» **Extracted records**

[Begin]

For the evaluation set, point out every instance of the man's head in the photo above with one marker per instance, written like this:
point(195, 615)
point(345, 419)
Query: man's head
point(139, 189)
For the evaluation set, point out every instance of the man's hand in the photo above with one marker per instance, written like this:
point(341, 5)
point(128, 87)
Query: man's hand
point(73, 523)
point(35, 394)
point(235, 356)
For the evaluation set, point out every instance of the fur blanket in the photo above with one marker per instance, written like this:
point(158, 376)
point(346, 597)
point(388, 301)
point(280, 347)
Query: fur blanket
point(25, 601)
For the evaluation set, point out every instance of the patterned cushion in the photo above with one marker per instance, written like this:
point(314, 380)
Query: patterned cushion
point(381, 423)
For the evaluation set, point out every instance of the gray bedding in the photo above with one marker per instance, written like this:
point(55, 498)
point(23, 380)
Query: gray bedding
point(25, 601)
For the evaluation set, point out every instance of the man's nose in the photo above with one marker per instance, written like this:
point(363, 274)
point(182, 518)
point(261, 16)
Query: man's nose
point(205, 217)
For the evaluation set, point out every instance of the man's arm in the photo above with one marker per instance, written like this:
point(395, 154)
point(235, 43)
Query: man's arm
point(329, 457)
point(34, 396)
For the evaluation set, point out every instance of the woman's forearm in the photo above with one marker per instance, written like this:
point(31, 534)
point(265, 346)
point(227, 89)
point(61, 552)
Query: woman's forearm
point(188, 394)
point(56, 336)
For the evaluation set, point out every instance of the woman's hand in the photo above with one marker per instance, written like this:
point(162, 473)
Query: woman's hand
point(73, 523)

[End]

» **Required work**
Rewrite all of the lines above, replacing "evaluation set" with "test set" at every occurrence and leaving everything else unchanged.

» **Task response**
For the test set, point out every instance of the man's head in the photo above with one marker per instance, written like this:
point(195, 615)
point(345, 419)
Query: man's head
point(139, 189)
For the test set, point out every instance of the man's hand in the photo above with one marker per instance, written like this:
point(341, 5)
point(128, 87)
Query: man's hand
point(73, 523)
point(35, 394)
point(235, 356)
For the test set, point out every instance of the fur blanket in the photo above with one marker per instance, written like this:
point(158, 376)
point(346, 597)
point(388, 301)
point(280, 347)
Query: fur blanket
point(25, 601)
For the test set, point out every instance of the patterned cushion in the photo above with one marker per instance, written like this:
point(314, 380)
Query: patterned cushion
point(381, 423)
For the test set, point out every instance of the gray bedding in the photo above with one marker per instance, written like this:
point(55, 498)
point(23, 380)
Query: gray bedding
point(25, 601)
For the test set, point out every instance of the man's nose in the photo above with one marker per instance, written like this:
point(363, 274)
point(182, 518)
point(261, 16)
Query: man's nose
point(205, 217)
For the test set, point out every instance of the man's arm in the photo above with one marker per instance, written like this:
point(395, 154)
point(235, 43)
Query: man's arm
point(329, 457)
point(34, 396)
For the test set, point out every instance of the woman's forearm in the photo above with one marker per instance, written like this:
point(31, 534)
point(265, 346)
point(227, 89)
point(61, 552)
Query: woman's forearm
point(188, 394)
point(56, 336)
For the test set, point out every instance of the woman's hand in the photo above with one marker per instance, written like this:
point(162, 473)
Query: woman's hand
point(73, 523)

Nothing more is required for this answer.